**QUOTED PASSAGE:**
How can I change nccl version in pytorch?

hi I’m using cuda 11.3 and if I run multi-gpus it freezes so I thought it would be solved if I change pytorch.cuda.nccl.version…

also is there any way to find nccl 2.10.3 in my env? because apt search nccl didn’t show any 2.10.3 version that shows in torch.cuda.nccl.version. I wonder if I remove 2.10.3, then torch would set the default version as 2.9.9.

nvcc: NVIDIA (R) Cuda compiler driver
Copyright (c) 2005-2021 NVIDIA Corporation
Built on Mon_May__3_19:15:13_PDT_2021
Cuda compilation tools, release 11.3, V11.3.109
Build cuda_11.3.r11.3/compiler.29920130_0
Python 3.8.8 (default, Apr 13 2021, 19:58:26) 
[GCC 7.3.0] :: Anaconda, Inc. on linux
Type "help", "copyright", "credits" or "license" for more information.
>>> import torch
>>> torch.__version__
'1.10.2+cu113'
>>> torch.cuda.nccl.version()
(2, 10, 3)
libhttpasyncclient-java/focal 4.1.4-1 all
  HTTP/1.1 compliant asynchronous HTTP agent implementation

libnccl-dev/unknown 2.11.4-1+cuda11.6 amd64 [upgradable from: 2.9.9-1+cuda11.3]
  NVIDIA Collective Communication Library (NCCL) Development Files

libnccl2/unknown 2.11.4-1+cuda11.6 amd64 [upgradable from: 2.9.9-1+cuda11.3]
  NVIDIA Collective Communication Library (NCCL) Runtime

libpuppetlabs-http-client-clojure/focal 0.9.0-1 all
  Clojure wrapper around libhttpasyncclient-java

libvncclient1/focal-updates,focal-security 0.9.12+dfsg-9ubuntu0.3 amd64
  API to write one's own VNC server - client library

python-ncclient-doc/focal 0.6.0-2.1 all
  Documentation for python-ncclient (Python library for NETCONF clients)

**SHORT EXERCISE 1:**
Please copy the records from their first line through the line containing "[360,157,371,169]", switching every "child's" to "toddler's" and leaving everything else unchanged.

**DATASET RECORDS:**
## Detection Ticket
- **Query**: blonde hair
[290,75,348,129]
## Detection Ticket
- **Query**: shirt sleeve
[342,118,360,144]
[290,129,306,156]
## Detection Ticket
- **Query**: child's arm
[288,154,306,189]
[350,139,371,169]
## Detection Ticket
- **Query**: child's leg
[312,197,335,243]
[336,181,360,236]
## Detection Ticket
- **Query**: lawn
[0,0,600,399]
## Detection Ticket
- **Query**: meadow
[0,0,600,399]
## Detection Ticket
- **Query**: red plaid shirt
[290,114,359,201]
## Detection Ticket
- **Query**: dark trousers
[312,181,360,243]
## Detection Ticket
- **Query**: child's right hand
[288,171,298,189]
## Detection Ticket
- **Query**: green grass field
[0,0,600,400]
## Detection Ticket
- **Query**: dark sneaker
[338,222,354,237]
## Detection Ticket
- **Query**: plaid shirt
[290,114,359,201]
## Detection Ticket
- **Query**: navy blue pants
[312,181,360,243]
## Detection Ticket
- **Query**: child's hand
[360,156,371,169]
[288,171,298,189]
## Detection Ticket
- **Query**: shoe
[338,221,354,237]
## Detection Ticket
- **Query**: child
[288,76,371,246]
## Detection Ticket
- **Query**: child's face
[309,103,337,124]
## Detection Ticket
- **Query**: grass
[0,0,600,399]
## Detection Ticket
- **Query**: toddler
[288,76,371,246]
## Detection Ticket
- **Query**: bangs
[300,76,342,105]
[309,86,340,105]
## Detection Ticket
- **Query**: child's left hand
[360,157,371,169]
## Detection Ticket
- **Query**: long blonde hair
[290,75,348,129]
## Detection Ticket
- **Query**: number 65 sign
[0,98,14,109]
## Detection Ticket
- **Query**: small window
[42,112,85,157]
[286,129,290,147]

**SHORT EXERCISE 2:**
In the NCCL forum post, what does torch.cuda.nccl.version() return?

**COMPLETE ANSWER 1:**
## Detection Ticket
- **Query**: blonde hair
[290,75,348,129]
## Detection Ticket
- **Query**: shirt sleeve
[342,118,360,144]
[290,129,306,156]
## Detection Ticket
- **Query**: toddler's arm
[288,154,306,189]
[350,139,371,169]
## Detection Ticket
- **Query**: toddler's leg
[312,197,335,243]
[336,181,360,236]
## Detection Ticket
- **Query**: lawn
[0,0,600,399]
## Detection Ticket
- **Query**: meadow
[0,0,600,399]
## Detection Ticket
- **Query**: red plaid shirt
[290,114,359,201]
## Detection Ticket
- **Query**: dark trousers
[312,181,360,243]
## Detection Ticket
- **Query**: toddler's right hand
[288,171,298,189]
## Detection Ticket
- **Query**: green grass field
[0,0,600,400]
## Detection Ticket
- **Query**: dark sneaker
[338,222,354,237]
## Detection Ticket
- **Query**: plaid shirt
[290,114,359,201]
## Detection Ticket
- **Query**: navy blue pants
[312,181,360,243]
## Detection Ticket
- **Query**: toddler's hand
[360,156,371,169]
[288,171,298,189]
## Detection Ticket
- **Query**: shoe
[338,221,354,237]
## Detection Ticket
- **Query**: child
[288,76,371,246]
## Detection Ticket
- **Query**: toddler's face
[309,103,337,124]
## Detection Ticket
- **Query**: grass
[0,0,600,399]
## Detection Ticket
- **Query**: toddler
[288,76,371,246]
## Detection Ticket
- **Query**: bangs
[300,76,342,105]
[309,86,340,105]
## Detection Ticket
- **Query**: toddler's left hand
[360,157,371,169]

**COMPLETE ANSWER 2:**
(2, 10, 3)